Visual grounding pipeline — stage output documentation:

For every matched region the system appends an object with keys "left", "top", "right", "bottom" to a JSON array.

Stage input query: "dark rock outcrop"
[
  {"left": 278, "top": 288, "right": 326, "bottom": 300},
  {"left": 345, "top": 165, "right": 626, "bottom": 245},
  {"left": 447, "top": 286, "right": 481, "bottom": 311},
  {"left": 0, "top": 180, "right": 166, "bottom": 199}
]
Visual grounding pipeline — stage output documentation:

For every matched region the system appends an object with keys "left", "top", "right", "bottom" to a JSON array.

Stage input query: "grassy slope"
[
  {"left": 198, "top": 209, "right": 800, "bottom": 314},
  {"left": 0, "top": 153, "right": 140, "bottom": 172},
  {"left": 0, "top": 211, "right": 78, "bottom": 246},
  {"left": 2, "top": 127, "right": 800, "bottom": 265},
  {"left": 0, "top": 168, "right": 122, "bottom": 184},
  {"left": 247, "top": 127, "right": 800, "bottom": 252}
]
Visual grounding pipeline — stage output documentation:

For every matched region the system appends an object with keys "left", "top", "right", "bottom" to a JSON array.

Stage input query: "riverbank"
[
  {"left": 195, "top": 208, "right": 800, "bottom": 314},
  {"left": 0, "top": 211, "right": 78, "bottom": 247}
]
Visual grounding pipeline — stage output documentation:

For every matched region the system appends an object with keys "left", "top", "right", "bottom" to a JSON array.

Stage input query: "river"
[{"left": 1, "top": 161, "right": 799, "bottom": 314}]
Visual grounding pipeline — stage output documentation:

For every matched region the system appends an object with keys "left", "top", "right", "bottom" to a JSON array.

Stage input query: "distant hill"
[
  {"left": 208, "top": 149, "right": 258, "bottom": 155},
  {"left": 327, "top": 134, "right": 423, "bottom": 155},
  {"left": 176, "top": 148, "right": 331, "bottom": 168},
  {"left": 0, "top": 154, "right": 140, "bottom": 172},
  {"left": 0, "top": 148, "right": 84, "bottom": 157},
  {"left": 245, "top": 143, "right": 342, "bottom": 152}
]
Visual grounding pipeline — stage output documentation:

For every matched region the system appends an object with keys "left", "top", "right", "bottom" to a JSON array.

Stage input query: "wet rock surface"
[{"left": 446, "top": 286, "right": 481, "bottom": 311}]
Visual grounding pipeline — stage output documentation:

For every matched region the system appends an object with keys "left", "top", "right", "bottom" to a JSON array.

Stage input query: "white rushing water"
══════════
The task:
Your reply must repeat the entries above exactly and in full.

Solution below:
Visual grounding pipeline — stage output documentation:

For every matched region the system appends an object with keys "left", "top", "right", "bottom" to a JSON array.

Stage input query: "dark rock outcrop"
[
  {"left": 278, "top": 288, "right": 326, "bottom": 300},
  {"left": 345, "top": 165, "right": 626, "bottom": 245},
  {"left": 447, "top": 286, "right": 481, "bottom": 311},
  {"left": 0, "top": 180, "right": 166, "bottom": 199}
]
Visual grounding pipeline — stage output documentation:

For every matched region the system appends an object with keys "left", "top", "right", "bottom" to a JSON array.

Stage input query: "grassy slope"
[
  {"left": 198, "top": 209, "right": 800, "bottom": 314},
  {"left": 0, "top": 153, "right": 140, "bottom": 172},
  {"left": 0, "top": 211, "right": 78, "bottom": 246},
  {"left": 2, "top": 127, "right": 800, "bottom": 265},
  {"left": 0, "top": 168, "right": 122, "bottom": 184},
  {"left": 247, "top": 127, "right": 800, "bottom": 252}
]
Visual grounding pipeline — stage output documentation:

For every matched region the system appends an object with keys "left", "top", "right", "bottom" to a JSON array.

Stage input query: "riverbank"
[
  {"left": 195, "top": 208, "right": 800, "bottom": 314},
  {"left": 0, "top": 211, "right": 78, "bottom": 247}
]
Visual grounding pipeline — stage output documentation:

For every matched region the system appends an object with keys "left", "top", "right", "bottom" to a JSON array.

Stage input query: "river"
[{"left": 1, "top": 161, "right": 799, "bottom": 314}]
Visual grounding pipeline — stage output documentation:

For every matched region the system appends an object with keys "left", "top", "right", "bottom" to a JSON array.

Stage input query: "distant hill"
[
  {"left": 208, "top": 149, "right": 258, "bottom": 155},
  {"left": 327, "top": 134, "right": 423, "bottom": 155},
  {"left": 176, "top": 148, "right": 331, "bottom": 168},
  {"left": 0, "top": 154, "right": 140, "bottom": 172},
  {"left": 0, "top": 148, "right": 84, "bottom": 157},
  {"left": 245, "top": 143, "right": 342, "bottom": 152}
]
Visual grounding pipeline — stage output documentation:

For every matched region the system appends an object with keys "left", "top", "right", "bottom" to a JSON array.

Stage input query: "wet rock surface"
[{"left": 446, "top": 286, "right": 481, "bottom": 311}]
Visual grounding pipeline — stage output documentation:

For every matched region the system appends an object with keys "left", "top", "right", "bottom" to a JSON array.

Stage input query: "white rushing water"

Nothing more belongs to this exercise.